The task.
Collect all lines from the listing that include the string "Target".
● ● ● ● ●
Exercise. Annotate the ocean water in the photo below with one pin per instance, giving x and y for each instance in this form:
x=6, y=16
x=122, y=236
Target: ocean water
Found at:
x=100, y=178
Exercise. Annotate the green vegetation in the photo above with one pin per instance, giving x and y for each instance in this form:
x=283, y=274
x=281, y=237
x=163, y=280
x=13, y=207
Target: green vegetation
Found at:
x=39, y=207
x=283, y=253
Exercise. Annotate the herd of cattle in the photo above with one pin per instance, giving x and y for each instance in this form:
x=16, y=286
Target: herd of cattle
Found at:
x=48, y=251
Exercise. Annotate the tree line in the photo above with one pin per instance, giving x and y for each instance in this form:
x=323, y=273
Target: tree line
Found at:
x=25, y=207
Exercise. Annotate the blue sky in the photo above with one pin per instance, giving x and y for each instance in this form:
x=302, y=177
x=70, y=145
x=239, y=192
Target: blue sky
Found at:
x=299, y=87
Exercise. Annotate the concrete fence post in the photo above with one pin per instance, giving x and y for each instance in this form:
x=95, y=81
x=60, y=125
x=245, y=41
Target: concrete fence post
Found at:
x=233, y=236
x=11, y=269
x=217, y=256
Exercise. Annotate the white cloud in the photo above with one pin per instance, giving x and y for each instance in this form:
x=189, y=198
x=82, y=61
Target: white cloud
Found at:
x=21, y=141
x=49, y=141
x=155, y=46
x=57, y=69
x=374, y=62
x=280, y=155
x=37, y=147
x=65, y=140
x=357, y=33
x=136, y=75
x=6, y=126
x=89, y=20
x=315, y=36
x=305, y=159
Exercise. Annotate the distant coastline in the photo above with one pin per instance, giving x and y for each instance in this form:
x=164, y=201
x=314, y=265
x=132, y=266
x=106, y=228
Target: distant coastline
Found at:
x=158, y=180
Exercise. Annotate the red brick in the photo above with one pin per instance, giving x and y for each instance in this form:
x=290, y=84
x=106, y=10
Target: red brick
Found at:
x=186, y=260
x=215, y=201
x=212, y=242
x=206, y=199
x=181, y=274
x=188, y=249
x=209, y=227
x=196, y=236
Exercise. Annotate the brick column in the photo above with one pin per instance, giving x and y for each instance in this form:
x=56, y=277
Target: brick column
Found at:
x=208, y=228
● ● ● ● ●
Result below.
Target: ocean water
Target: green vegetation
Target: herd of cattle
Target: tree line
Target: blue sky
Target: concrete fence post
Target: white cloud
Target: distant coastline
Target: red brick
Target: brick column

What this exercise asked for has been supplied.